§ Selection
2010-05-24 Thread Jonas Almström Duregård 
>Consider that calling
>
>> id undefined
>
>requires evaluating undefined before you can call id.  The program will 
>"crash" before you ever call id.  Of >course, the identity function "should" 
>have produced a value that crashed in exactly the same way.  But we >never got 
>there.

In which sense does id need to evaluate its argument? If evaluating
the statement "id undefined" in ghci, then the print function (and
ultimately the show function) evaluates the undefined. I suppose that
if the show function does not evaluate its argument then there will be
no error, right?

/Jonas

On 24 May 2010 09:05, Alexander Solla  wrote:
>
> On May 23, 2010, at 2:53 AM, Lennart Augustsson wrote:
>
>> BTW, the id function works fine on bottom, both from a semantic and
>> implementation point of view.
>
> Yes, but only because it doesn't work at all.  Consider that calling
>
>> id undefined
>
> requires evaluating undefined before you can call id.  The program will
> "crash" before you ever call id.  Of course, the identity function "should"

§ What needs to be done
In the Haskell mailing-list thread, what does Jonas say actually evaluates undefined when "id undefined" is entered in ghci, and what does he conclude would happen if that did not occur? Answer in one to three sentences.

§ Provided material
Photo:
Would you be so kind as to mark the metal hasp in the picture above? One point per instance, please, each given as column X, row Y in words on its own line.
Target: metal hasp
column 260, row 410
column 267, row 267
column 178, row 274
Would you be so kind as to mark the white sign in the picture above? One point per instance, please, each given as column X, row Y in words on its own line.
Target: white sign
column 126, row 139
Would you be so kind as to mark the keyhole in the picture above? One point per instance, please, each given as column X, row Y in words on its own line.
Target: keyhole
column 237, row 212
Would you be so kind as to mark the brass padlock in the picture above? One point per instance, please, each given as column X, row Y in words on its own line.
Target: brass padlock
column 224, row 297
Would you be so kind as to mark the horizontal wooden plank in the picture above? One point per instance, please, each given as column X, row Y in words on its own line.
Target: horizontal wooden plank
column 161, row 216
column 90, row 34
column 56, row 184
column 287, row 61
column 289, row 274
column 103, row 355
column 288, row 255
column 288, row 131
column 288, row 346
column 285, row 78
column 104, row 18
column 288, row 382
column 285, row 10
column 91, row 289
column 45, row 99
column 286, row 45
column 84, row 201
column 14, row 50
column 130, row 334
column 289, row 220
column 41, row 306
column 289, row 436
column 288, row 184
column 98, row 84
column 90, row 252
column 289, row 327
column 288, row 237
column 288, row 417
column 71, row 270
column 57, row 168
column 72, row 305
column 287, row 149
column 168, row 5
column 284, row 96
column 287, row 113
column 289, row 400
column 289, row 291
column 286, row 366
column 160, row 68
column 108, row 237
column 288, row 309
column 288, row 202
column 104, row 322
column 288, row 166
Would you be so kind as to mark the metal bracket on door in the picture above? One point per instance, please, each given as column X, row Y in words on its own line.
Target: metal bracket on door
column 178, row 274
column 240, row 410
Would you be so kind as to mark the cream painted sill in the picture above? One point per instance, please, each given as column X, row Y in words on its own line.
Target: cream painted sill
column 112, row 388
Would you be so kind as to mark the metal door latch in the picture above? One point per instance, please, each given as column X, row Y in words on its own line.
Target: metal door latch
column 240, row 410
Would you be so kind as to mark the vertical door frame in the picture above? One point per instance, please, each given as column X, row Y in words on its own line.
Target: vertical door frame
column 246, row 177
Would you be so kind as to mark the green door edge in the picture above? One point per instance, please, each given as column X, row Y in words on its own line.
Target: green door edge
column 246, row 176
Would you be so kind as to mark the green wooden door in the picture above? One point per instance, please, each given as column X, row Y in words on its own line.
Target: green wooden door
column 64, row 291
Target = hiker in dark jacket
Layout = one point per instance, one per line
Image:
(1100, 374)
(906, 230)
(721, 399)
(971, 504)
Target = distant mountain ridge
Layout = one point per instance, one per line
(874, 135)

§ Problem solution
The print function, and ultimately the show function, evaluates the undefined value when "id undefined" is entered in ghci. He supposes that if show did not evaluate its argument, there would be no error.